To be done:
Copy each of the records below word for word, but leave out the pictures.
>> Begin
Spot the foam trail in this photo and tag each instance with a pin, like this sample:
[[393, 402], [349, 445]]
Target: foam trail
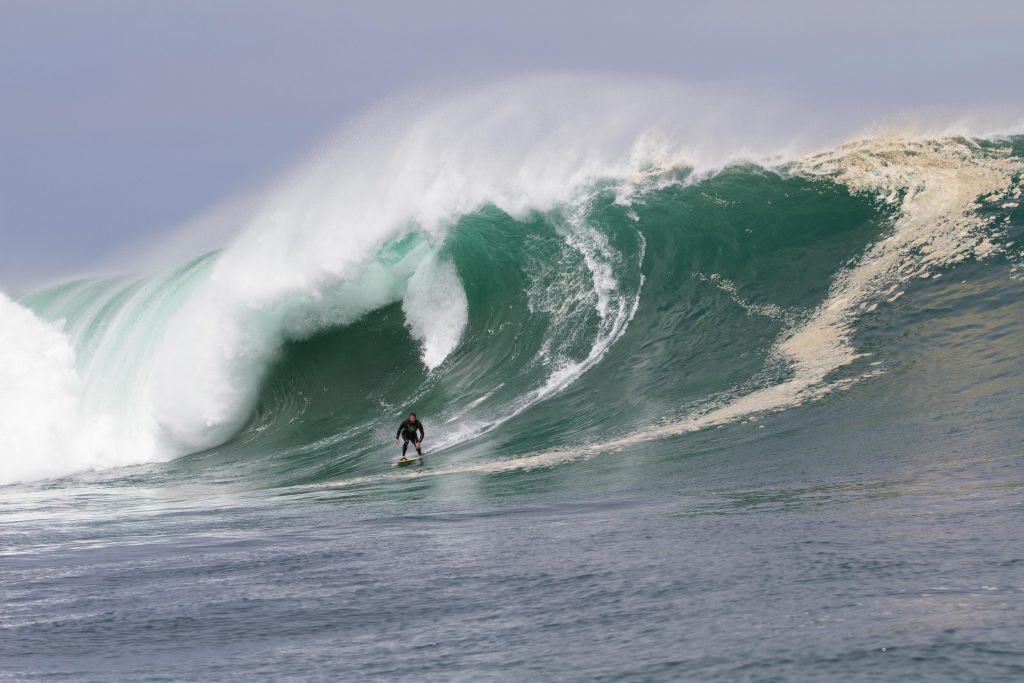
[[41, 401], [935, 185], [522, 146]]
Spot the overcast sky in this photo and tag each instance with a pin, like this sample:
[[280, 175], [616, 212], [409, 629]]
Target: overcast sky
[[122, 120]]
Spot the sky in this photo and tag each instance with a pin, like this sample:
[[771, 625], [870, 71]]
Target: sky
[[122, 121]]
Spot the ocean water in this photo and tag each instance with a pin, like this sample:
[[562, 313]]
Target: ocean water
[[752, 421]]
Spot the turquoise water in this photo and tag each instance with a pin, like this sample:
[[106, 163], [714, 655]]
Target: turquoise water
[[699, 433]]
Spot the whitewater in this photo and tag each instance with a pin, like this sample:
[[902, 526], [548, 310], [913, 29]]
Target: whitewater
[[128, 371], [714, 389]]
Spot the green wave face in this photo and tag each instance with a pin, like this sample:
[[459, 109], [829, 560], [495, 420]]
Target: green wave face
[[613, 318], [702, 279]]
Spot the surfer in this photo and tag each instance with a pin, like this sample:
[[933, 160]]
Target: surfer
[[409, 430]]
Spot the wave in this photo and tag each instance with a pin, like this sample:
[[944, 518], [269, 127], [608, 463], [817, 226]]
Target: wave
[[480, 260]]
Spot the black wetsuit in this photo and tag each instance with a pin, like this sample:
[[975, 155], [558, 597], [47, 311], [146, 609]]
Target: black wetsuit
[[408, 431]]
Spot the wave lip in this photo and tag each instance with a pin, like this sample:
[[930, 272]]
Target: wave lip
[[174, 364]]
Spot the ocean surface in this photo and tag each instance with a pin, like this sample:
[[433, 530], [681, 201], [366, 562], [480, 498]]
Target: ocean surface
[[762, 421]]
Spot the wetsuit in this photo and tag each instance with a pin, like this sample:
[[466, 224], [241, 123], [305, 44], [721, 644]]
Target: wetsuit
[[408, 431]]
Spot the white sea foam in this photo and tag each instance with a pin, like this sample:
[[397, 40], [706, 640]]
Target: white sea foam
[[936, 188], [178, 367]]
>> End
Solution for this task:
Spot the foam trail in this photo and tag each instance with a pin, like this sample:
[[393, 402], [349, 445]]
Target: foam trail
[[41, 401], [935, 185], [522, 146]]
Spot the overcast sky in this photo and tag each instance with a pin, like this sample:
[[280, 175], [616, 212], [409, 629]]
Target: overcast sky
[[122, 120]]
Spot the sky in this photo and tag each instance with a pin, like this sample:
[[771, 625], [870, 71]]
Target: sky
[[122, 121]]
Spot the ocean water in this photo and tag each instance with a pin, like this sample:
[[562, 313]]
Target: ocean water
[[752, 421]]
Spot the turquoise water in this photo and tag each instance with a pin, like this sample:
[[106, 163], [714, 655]]
Target: turquoise water
[[699, 433]]
Spot the whitewater in this photo and tag each instance with a pin, like this sample:
[[902, 526], [548, 310], [913, 29]]
Target: whitewater
[[128, 371], [714, 389]]
Spot the green wave face in this photo and tag each instance with a pin, like this sample:
[[459, 109], [829, 560], [495, 420]]
Target: green wave face
[[613, 318], [702, 279]]
Spot the surfer in this photo and tag each instance with a pin, like this sample:
[[933, 160]]
Target: surfer
[[409, 430]]
Spot the wave in this photo and tag each instance with a pin, like this sample:
[[944, 518], [269, 127], [608, 463], [817, 226]]
Target: wave
[[480, 260]]
Spot the black wetsuit in this photo and tag each instance with a pin, like this sample:
[[975, 155], [558, 597], [47, 311], [146, 609]]
Target: black wetsuit
[[408, 431]]
Spot the wave lip in this photo and tag each instance with a pin, like this sample:
[[930, 272]]
Target: wave lip
[[174, 364]]
Spot the ocean surface in this photo and tag each instance with a pin, like this sample:
[[433, 530], [681, 201], [366, 562], [480, 498]]
Target: ocean surface
[[762, 421]]
Spot the wetsuit in this photo and tag each instance with a pin, like this sample:
[[466, 224], [241, 123], [305, 44], [721, 644]]
Target: wetsuit
[[408, 431]]
Spot the white sea foam in this photo and tag each instance with a pin, like this sample:
[[397, 40], [706, 640]]
Target: white sea foam
[[936, 188], [178, 367]]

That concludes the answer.